Input data ->

○ ○ ○

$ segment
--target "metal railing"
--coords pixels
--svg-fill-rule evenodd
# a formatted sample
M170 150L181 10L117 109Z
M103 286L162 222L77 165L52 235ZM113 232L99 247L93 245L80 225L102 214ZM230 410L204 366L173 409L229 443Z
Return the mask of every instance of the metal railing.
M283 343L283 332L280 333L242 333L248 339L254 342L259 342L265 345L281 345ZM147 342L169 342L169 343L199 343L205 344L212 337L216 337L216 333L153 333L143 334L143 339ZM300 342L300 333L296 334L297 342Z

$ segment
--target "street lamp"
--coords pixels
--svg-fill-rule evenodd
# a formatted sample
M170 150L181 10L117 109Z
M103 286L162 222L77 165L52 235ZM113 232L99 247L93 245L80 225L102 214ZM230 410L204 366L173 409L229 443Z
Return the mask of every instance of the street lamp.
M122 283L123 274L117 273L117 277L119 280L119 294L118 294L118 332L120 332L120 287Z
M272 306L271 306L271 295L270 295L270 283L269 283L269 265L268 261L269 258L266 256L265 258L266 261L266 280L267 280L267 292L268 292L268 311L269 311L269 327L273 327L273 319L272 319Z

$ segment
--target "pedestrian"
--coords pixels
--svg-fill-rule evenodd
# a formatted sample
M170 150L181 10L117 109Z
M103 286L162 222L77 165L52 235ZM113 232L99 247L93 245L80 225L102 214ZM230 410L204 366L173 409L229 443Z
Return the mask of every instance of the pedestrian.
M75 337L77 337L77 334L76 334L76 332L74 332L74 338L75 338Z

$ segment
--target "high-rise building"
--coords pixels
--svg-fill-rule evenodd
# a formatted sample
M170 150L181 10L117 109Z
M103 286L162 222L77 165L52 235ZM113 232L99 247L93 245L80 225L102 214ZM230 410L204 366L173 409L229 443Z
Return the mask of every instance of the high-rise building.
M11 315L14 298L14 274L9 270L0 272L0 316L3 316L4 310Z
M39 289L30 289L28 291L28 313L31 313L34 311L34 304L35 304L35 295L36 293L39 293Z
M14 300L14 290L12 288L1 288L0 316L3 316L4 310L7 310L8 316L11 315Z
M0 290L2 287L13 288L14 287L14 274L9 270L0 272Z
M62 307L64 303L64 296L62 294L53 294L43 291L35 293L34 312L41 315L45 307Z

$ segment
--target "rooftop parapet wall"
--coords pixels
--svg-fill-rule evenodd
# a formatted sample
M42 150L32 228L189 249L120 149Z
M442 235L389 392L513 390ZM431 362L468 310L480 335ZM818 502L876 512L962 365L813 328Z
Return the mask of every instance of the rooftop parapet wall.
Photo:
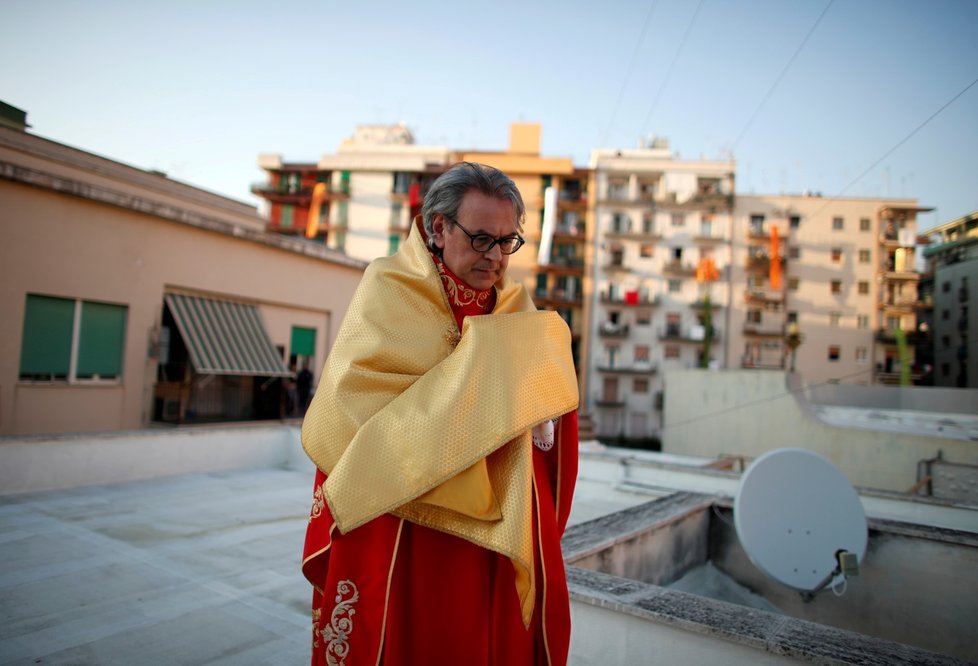
M832 461L855 486L897 492L912 488L917 464L939 451L948 462L978 464L978 447L967 439L915 434L908 427L873 430L865 422L829 425L787 377L757 370L668 372L663 452L756 458L784 447L807 449Z

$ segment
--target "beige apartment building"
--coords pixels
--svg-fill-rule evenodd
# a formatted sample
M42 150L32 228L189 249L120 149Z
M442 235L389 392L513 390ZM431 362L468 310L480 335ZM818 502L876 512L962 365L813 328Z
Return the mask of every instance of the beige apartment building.
M591 168L584 404L598 436L649 440L662 427L664 372L728 364L735 166L675 159L658 139L595 150Z
M309 236L370 261L397 251L421 213L428 187L448 166L472 161L503 170L526 205L527 244L510 258L509 276L526 286L538 307L561 314L581 371L587 346L590 172L575 168L570 158L541 155L540 139L539 123L513 123L506 150L462 151L416 145L403 124L361 125L336 154L323 155L316 164L260 156L258 164L268 176L252 190L267 202L269 231ZM315 217L311 225L310 215Z
M809 383L897 383L906 366L919 378L912 344L901 358L898 339L916 331L916 215L926 210L908 199L738 196L729 366L793 364Z
M364 262L25 125L0 127L0 434L288 415Z

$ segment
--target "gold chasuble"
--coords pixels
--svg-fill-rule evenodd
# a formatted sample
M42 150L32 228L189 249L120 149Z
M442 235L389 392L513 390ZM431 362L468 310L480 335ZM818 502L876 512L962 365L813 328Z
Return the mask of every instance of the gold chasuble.
M567 325L522 285L461 334L415 225L364 273L302 424L346 533L382 514L509 557L525 625L535 599L534 426L573 411Z

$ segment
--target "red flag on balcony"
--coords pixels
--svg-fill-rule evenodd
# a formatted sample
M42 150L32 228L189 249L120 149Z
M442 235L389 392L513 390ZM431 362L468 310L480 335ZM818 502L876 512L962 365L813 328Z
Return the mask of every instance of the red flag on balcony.
M768 279L771 280L771 289L775 291L781 289L781 249L778 243L778 228L771 225L771 268Z
M411 206L413 208L414 206L420 206L420 205L421 205L421 184L411 183L411 185L408 187L408 206Z
M309 202L309 217L306 219L306 238L315 238L319 233L319 211L326 199L326 183L316 183L312 188L312 201Z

○ ○ ○

The records are to be returned word for word, without any of their pictures.

Written solution ->
$ segment
--target "metal railing"
--coords pixels
--svg-fill-rule evenodd
# a formatted sample
M170 150L181 10L117 109Z
M103 286L162 222L77 165L52 235ZM113 232L99 247L93 245L80 225L102 214ZM230 410L204 366L173 409L229 443Z
Return the mask of every instance of the metal railing.
M283 343L283 332L280 333L242 333L248 339L254 342L259 342L265 345L281 345ZM147 342L169 342L169 343L199 343L205 344L212 337L216 337L216 333L153 333L143 334L143 339ZM300 342L300 333L296 334L297 342Z

$ segment
--target "street lamp"
--coords pixels
--svg-fill-rule evenodd
# a formatted sample
M170 150L181 10L117 109Z
M103 286L162 222L77 165L52 235ZM113 232L99 247L93 245L80 225L102 214ZM230 410L204 366L173 409L229 443Z
Return the mask of every instance of the street lamp.
M122 283L123 274L117 273L117 277L119 280L119 294L118 294L118 332L120 332L120 287Z
M272 306L271 306L271 295L270 295L270 283L269 283L269 265L268 261L269 258L266 256L265 258L266 261L266 280L267 280L267 292L268 292L268 311L269 311L269 327L273 327L273 319L272 319Z

$ segment
--target "pedestrian"
--coords pixels
--svg-fill-rule evenodd
# a formatted sample
M170 150L181 10L117 109Z
M103 286L162 222L77 165L52 235ZM113 232L99 247L93 245L80 225L102 214ZM230 410L204 366L173 409L229 443Z
Return the mask of every instance of the pedestrian.
M75 337L77 337L77 334L76 334L76 332L74 332L74 338L75 338Z

$ segment
--target "high-rise building"
--coords pixels
--svg-fill-rule evenodd
# a formatted sample
M170 150L181 10L117 109Z
M103 286L162 222L77 165L52 235ZM113 232L99 247L93 245L80 225L102 214ZM230 410L204 366L173 409L229 443Z
Return the mask of every instance of the high-rise building.
M11 315L14 298L14 274L9 270L0 272L0 316L3 316L4 310Z
M39 289L30 289L28 291L28 313L31 313L34 311L34 304L35 304L35 295L36 293L39 293Z
M14 300L14 290L12 288L1 288L0 316L3 316L4 310L7 310L8 316L11 315Z
M0 290L2 287L13 288L14 287L14 274L9 270L0 272Z
M62 307L64 303L64 296L62 294L53 294L43 291L35 293L34 312L41 315L45 307Z

$ segment
--target "rooftop parapet wall"
--coords pixels
--svg-fill-rule evenodd
# a formatted sample
M42 150L32 228L189 249L120 149Z
M442 235L389 392L513 390ZM431 362L468 310L480 335ZM818 502L876 512L962 365L813 328Z
Return the mask of every instance of the rooftop parapet wall.
Photo:
M832 461L855 486L897 492L912 488L917 464L939 451L948 462L978 464L978 447L967 439L915 434L908 427L873 430L865 422L829 425L787 377L757 370L668 372L663 452L756 458L784 447L807 449Z

$ segment
--target "beige apartment building"
--coords pixels
--svg-fill-rule evenodd
# a formatted sample
M42 150L32 228L189 249L120 149Z
M442 235L389 392L513 390ZM431 362L468 310L480 335ZM818 502L876 512L962 365L813 328Z
Return the mask of every instance of the beige apartment building.
M591 168L584 404L598 436L649 440L662 427L664 372L728 364L735 166L675 159L658 139L595 150Z
M309 236L370 261L397 251L421 213L428 187L448 166L472 161L503 170L526 205L527 244L510 258L509 276L526 286L538 307L561 314L581 371L587 346L590 172L575 168L570 158L541 155L540 139L539 123L513 123L506 150L462 151L416 145L403 124L361 125L336 154L323 155L316 164L260 156L258 164L268 176L252 190L267 202L269 231ZM315 217L311 225L310 215Z
M809 383L897 383L906 366L919 378L912 344L901 358L898 339L916 331L916 215L926 210L908 199L738 196L729 366L793 364Z
M364 262L25 125L0 127L0 434L288 415Z

$ segment
--target "gold chasuble"
--coords pixels
--svg-fill-rule evenodd
# a formatted sample
M42 150L32 228L189 249L120 149Z
M442 235L389 392L513 390ZM431 362L468 310L480 335ZM818 502L876 512L962 365L813 328Z
Return the mask of every instance of the gold chasuble.
M567 325L522 285L461 334L415 225L364 273L302 424L346 533L382 514L509 557L525 625L535 599L534 426L573 411Z

$ segment
--target "red flag on balcony"
--coords pixels
--svg-fill-rule evenodd
# a formatted sample
M42 150L32 228L189 249L120 149Z
M442 235L389 392L513 390ZM431 362L468 310L480 335ZM818 502L876 512L962 365L813 328Z
Return the mask of every instance of the red flag on balcony.
M768 279L771 280L771 289L775 291L781 289L781 249L778 243L778 228L771 225L771 268Z
M411 206L413 208L414 206L420 206L420 205L421 205L421 184L411 183L411 185L408 187L408 206Z
M309 202L309 217L306 219L306 238L315 238L319 233L319 211L326 199L326 183L316 183L312 188L312 201Z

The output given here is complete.